▸ TEXT PASSAGE:
<<<<

Saturday 12 October 2013

Contacted by concerned investor

A running bronze figure from a book, Karlskrona Sweden


Yesterday I received an email in my function as CEO from a concerned investor that were wondering if my company and the company he has invested in could not cooperate to decrease material costs that seems to be expanding exponential in his investment. Here I quote "It would be a win-win situation!".

Since the company is working in a similar field to mine but are as of yet still not a direct competitor I know their products but I have not looked into their financial situation for the last couple of years. I quickly took a look at it last night to see if anything had changed.



It had indeed not changed at all. This company has for the last seven years been living on their shareholders and by issuing more and more common stocks each year. The poor investor have probably seen his investment become less due to falling share price, dilution and maybe even worse he might even have been throwing good money after bad.

From the email I received it was also very clear that he did not know what they were doing, what we are doing and was just hoping that something could be done. The development of a joint product in the chemical/pharmaceutical field is of course done in a couple of weeks and would then save his investment from going insolvent which I guess is his current fear. I felt very sorry for him and I had problems to even write back to him. The only thing I wanted to write back to him was RUN AWAY! Run just like the little bronze figure is running out of the book to create a new future for himself that does not end with the final chapter of the book... Write your own ending! Invest in Münchener Rückversicherung or why not Allianz and sleep well every night and all night long!

>>>>

▸ DATA SHOWN:
<<<<

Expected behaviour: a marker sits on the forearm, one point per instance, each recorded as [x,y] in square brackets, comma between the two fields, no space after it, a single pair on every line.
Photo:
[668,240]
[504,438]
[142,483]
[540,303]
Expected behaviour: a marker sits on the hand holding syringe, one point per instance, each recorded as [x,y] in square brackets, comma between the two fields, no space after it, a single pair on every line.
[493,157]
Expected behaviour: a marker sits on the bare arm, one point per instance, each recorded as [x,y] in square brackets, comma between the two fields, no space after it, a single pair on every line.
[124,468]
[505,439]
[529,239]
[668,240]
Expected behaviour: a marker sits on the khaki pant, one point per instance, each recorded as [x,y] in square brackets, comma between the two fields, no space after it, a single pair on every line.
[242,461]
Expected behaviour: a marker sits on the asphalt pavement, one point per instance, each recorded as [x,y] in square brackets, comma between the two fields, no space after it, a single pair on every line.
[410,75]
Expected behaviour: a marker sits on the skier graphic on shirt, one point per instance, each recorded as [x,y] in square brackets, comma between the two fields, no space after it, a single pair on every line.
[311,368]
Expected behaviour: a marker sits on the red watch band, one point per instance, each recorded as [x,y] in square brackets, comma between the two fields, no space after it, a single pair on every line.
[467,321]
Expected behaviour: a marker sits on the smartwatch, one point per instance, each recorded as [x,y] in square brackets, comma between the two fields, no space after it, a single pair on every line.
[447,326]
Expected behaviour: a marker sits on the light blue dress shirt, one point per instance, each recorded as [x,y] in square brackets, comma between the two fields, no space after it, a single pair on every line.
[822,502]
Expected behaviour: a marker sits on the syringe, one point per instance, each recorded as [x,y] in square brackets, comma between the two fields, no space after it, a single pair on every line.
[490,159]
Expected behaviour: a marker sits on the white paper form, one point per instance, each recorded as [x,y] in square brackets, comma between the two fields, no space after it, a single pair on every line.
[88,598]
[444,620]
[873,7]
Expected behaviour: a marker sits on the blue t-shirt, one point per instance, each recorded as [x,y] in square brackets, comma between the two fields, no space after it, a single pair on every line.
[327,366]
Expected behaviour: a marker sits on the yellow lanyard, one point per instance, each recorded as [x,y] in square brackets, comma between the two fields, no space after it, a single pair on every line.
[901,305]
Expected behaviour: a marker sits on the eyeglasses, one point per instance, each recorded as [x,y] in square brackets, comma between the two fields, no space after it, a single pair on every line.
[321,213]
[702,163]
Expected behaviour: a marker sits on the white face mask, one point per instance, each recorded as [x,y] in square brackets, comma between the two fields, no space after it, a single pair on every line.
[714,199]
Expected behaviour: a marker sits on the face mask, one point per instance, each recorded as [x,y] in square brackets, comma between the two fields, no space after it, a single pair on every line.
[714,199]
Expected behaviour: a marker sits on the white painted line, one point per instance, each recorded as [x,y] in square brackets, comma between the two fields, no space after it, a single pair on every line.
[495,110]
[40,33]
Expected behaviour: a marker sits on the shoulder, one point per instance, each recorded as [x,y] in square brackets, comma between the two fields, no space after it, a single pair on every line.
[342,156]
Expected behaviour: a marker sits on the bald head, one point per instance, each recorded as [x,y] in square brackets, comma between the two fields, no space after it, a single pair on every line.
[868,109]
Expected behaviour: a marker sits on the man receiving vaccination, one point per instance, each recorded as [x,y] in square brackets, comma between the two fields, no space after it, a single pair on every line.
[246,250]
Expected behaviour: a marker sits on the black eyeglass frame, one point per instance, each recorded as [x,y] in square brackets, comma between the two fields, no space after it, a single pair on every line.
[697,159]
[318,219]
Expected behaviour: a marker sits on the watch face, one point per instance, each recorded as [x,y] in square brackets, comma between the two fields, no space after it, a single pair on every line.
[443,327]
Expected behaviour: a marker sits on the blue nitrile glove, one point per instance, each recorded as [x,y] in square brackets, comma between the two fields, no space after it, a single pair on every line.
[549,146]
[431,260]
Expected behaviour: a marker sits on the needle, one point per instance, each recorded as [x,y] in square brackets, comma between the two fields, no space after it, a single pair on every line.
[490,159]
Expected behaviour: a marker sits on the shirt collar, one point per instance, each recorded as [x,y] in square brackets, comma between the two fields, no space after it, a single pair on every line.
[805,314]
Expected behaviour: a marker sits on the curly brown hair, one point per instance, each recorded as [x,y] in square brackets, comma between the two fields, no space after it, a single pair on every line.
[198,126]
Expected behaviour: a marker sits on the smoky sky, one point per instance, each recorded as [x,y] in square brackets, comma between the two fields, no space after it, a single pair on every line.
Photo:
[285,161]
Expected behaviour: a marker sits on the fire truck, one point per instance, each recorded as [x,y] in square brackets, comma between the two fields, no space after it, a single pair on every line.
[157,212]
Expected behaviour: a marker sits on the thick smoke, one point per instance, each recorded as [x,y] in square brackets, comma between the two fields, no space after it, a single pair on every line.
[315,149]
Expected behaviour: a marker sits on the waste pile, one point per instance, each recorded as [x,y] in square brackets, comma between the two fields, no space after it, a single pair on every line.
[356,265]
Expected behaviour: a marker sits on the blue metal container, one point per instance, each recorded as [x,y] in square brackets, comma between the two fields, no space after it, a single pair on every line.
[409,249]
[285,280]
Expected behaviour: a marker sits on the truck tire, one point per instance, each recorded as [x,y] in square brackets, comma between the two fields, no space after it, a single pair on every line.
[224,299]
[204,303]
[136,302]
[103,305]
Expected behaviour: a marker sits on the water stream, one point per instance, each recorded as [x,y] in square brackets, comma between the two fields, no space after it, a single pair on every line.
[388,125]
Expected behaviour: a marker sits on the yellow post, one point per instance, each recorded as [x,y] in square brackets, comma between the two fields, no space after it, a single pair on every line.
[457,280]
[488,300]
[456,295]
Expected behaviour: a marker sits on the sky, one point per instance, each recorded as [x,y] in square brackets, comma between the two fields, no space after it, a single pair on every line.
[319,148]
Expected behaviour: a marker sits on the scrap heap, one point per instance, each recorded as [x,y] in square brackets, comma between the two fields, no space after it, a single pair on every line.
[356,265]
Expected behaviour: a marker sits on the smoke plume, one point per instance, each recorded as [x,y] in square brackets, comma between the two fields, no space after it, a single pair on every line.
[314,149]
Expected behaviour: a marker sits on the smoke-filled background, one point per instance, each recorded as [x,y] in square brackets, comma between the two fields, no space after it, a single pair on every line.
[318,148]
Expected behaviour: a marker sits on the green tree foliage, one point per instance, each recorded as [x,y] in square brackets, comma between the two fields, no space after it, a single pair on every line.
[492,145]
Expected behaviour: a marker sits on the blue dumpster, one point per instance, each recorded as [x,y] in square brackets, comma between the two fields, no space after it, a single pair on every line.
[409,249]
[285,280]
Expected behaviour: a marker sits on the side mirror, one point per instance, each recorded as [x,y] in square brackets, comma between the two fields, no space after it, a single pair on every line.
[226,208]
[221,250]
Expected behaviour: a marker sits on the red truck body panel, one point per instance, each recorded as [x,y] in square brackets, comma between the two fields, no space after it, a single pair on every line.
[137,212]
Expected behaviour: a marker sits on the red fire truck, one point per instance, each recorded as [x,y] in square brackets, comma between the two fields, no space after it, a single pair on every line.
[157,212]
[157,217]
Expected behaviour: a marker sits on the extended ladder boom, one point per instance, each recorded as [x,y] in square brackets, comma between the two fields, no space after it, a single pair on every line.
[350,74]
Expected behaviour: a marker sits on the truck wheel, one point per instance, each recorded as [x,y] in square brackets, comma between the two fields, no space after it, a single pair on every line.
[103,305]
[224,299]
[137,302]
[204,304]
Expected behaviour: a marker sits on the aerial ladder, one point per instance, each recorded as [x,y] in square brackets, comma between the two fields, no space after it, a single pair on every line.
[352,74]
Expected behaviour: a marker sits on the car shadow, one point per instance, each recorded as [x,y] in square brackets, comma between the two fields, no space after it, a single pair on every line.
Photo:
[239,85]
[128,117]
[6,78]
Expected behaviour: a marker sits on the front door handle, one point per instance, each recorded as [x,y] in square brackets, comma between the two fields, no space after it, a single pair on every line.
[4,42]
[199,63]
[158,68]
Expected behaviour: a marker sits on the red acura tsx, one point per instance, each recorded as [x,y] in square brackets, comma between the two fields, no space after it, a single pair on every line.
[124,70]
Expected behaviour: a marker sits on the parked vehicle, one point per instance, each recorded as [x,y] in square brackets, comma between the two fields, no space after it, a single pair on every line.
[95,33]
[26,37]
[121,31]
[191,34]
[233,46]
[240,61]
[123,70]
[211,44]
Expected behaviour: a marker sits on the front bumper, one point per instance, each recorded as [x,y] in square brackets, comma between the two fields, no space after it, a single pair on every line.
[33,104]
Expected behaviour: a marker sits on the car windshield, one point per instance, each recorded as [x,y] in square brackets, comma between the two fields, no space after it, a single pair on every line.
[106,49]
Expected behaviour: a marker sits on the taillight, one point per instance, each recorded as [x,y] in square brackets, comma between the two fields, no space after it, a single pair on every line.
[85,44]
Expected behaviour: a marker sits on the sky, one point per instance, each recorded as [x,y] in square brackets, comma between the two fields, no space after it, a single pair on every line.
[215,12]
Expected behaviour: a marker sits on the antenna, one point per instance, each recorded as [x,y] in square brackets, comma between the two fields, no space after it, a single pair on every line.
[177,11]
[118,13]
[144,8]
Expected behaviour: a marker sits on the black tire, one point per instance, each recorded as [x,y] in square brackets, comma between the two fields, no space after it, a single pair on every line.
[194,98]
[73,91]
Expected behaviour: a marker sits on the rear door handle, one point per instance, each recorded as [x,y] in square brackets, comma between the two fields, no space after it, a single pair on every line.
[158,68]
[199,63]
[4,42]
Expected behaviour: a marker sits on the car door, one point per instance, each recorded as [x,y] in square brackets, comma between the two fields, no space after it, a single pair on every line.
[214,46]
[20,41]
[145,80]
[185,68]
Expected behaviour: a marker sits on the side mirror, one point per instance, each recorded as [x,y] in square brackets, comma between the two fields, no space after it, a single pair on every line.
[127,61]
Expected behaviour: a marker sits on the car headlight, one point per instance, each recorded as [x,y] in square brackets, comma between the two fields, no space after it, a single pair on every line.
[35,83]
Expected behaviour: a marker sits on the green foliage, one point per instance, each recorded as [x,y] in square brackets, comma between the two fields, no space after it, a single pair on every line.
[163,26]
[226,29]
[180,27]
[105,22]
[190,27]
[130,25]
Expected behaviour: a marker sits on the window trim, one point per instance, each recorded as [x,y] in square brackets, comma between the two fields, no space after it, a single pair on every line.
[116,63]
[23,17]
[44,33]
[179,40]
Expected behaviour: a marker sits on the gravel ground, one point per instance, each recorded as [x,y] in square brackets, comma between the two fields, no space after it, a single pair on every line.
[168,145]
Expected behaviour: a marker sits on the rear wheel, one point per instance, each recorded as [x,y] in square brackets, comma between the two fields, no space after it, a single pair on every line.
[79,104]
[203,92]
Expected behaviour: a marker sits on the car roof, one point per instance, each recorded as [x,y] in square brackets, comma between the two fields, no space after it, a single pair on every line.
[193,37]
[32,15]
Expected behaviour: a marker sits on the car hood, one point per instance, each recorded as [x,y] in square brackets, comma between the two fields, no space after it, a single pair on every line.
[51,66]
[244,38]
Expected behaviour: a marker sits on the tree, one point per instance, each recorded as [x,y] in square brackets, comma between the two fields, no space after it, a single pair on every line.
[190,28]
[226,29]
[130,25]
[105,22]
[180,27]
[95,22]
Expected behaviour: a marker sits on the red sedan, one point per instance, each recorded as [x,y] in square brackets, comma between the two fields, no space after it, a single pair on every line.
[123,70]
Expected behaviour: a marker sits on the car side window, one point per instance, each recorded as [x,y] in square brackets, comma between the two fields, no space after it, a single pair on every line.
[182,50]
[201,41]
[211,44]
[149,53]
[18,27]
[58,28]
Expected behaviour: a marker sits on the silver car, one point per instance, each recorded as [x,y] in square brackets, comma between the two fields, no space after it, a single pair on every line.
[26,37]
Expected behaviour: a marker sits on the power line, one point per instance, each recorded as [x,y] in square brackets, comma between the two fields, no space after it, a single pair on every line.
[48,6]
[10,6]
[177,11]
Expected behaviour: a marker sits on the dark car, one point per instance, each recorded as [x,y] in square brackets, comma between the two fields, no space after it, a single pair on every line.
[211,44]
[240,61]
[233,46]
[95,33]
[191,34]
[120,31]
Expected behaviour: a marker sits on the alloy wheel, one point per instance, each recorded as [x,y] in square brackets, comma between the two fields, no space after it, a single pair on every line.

>>>>

▸ EXERCISE REQUIREMENTS:
1. In the investor blog post, rewrite the paragraph beginning "It had indeed not changed at all." as a short bulleted list that keeps its main facts.
2. Go on with the investor blog post, starting right after its final sentence.

▸ RESULTS OF THE EXERCISE:
1.
- The company's situation had not changed at all.
- For the last seven years it has lived on its shareholders, issuing more common stock each year.
- The investor has probably seen his investment shrink through a falling share price and dilution.
- Worse, he may have been throwing good money after bad.

2.
My guess is that he would neither have listened to me or done it. I got a little tempted telling him that of course we can decrease the raw material costs for the company he has invested in because I wonder what he would then have managed to accomplish with that reply... Would he rush into the CEO of the company with his 0.0001% shares demanding that they should start to cooperate with the clever guys in Berlin? But that would have been ugly so I did not do that.

Sometimes I wish that there would be a very clear regulation saying that small private investors simply would not be allowed to buy stocks in companies below the size of 200 million € in market capitalization.

In Germany they do have way to protect a small investor against that which is based on a five scale risk scale. The thing is that it is more for the safety of the bank then for you because if you loose all your money on something dodgy then they can show the papers saying that you accepted the highest risk. I also guess that everyone just like I did filled out that they want to have the freedom also to work with the highest risk of stocks, bonds, derivatives etc. As an example the shares in H&M are classified as the highest risk since they are foreign and I doubt that anyone in Sweden would even classify H&M as a risky share to own even though they today are pretty expensive but that is a completely different matter.

I hope that the poor guy will not loose all his money and that he will manage to rewrite the final chapter in his book without being forced to flee from it.